■ **Aim of the exercise**
All records are to be transcribed in full; any pictures among them are to be skipped.

Items from a data source:
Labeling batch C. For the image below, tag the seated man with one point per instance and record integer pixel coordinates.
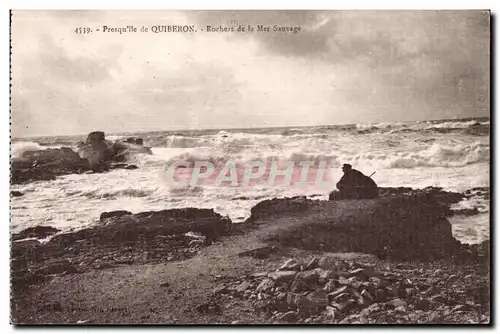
(356, 185)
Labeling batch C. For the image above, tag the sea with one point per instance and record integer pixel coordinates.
(452, 154)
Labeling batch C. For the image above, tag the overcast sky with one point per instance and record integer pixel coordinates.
(342, 67)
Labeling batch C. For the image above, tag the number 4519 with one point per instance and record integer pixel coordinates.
(83, 30)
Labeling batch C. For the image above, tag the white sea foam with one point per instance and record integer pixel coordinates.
(19, 148)
(415, 158)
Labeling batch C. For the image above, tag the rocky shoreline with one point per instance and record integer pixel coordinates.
(405, 233)
(95, 155)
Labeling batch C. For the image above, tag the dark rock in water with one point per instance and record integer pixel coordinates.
(46, 165)
(289, 316)
(131, 167)
(148, 225)
(114, 214)
(35, 232)
(392, 227)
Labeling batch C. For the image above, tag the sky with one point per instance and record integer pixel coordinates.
(343, 67)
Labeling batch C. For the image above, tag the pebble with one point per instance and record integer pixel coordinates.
(289, 316)
(397, 302)
(282, 275)
(439, 299)
(423, 304)
(400, 309)
(313, 263)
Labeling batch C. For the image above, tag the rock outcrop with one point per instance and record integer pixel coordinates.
(95, 154)
(121, 238)
(38, 232)
(396, 227)
(47, 164)
(350, 292)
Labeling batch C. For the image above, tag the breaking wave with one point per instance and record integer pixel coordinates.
(19, 148)
(439, 156)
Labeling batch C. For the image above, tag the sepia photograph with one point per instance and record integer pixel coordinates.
(244, 167)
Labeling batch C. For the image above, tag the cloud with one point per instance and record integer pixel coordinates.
(342, 67)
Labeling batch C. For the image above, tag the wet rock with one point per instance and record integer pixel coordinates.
(345, 306)
(113, 214)
(291, 299)
(366, 295)
(439, 299)
(396, 303)
(330, 313)
(337, 292)
(312, 303)
(260, 274)
(423, 304)
(131, 167)
(457, 308)
(39, 232)
(290, 264)
(330, 286)
(313, 264)
(326, 263)
(290, 316)
(278, 207)
(281, 276)
(240, 289)
(209, 308)
(341, 297)
(266, 285)
(259, 253)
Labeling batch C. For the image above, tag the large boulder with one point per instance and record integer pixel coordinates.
(100, 151)
(96, 149)
(277, 207)
(123, 227)
(395, 227)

■ **Solution to this problem**
Labeling batch C. For the image below, tag the seated man with one point per instance and record integer pixel coordinates.
(356, 185)
Labeling batch C. For the image above, tag the sea with one point per instance and record integer pixel coordinates.
(452, 154)
Labeling batch C. For the image above, tag the overcast sky with one point per instance and record integer pixel coordinates.
(342, 67)
Labeling batch C. For the image above, tag the number 4519 with one point per instance and record integer pixel coordinates.
(83, 30)
Labeling batch C. For the image above, tag the white sea foam with one point per instance and record integer pixel coordinates.
(19, 148)
(415, 158)
Labeling batch C. For the image above, tag the rocky shoreline with one point per instance and record integer pixel coordinates.
(405, 233)
(95, 155)
Labeling batch C. For the image above, tag the dark rock in water with one point per instance and record integer pixel coordinates.
(46, 165)
(289, 316)
(131, 167)
(148, 225)
(114, 214)
(35, 232)
(392, 227)
Labeling batch C. For the image above, tag the sky with one point per instance and record integer pixel coordinates.
(343, 67)
Labeling batch C. For the image above, tag the pebble with one point per instance and record integer pixel coordinates.
(289, 316)
(397, 302)
(282, 275)
(439, 299)
(423, 304)
(400, 309)
(313, 263)
Labeling batch C. For the image above, tag the rock outcrop with one point per instance and record integer pixel coordinates.
(95, 154)
(121, 238)
(38, 232)
(396, 227)
(47, 164)
(350, 292)
Labeling batch C. For the image above, tag the breaking wave with one point per instance and record integer pixel coordinates.
(19, 148)
(439, 156)
Labeling batch C. For the image above, tag the sepia photograph with one point per instance and record integer pixel coordinates.
(244, 167)
Labeling batch C. For the image above, tag the cloud with one point per instance and record integer pixel coordinates.
(342, 67)
Labeling batch C. For the image above, tag the wet rock with one point per instance and record integer pixel coordinates.
(345, 306)
(113, 214)
(291, 299)
(366, 295)
(439, 299)
(396, 303)
(330, 313)
(337, 292)
(312, 303)
(260, 274)
(423, 304)
(131, 167)
(457, 308)
(39, 232)
(290, 264)
(330, 286)
(313, 264)
(326, 263)
(290, 316)
(278, 207)
(281, 276)
(240, 289)
(209, 308)
(341, 297)
(266, 285)
(259, 253)
Labeling batch C. For the image above, tag the large boulder with one point per instance and record integer pixel coordinates.
(100, 151)
(96, 149)
(277, 207)
(123, 227)
(395, 227)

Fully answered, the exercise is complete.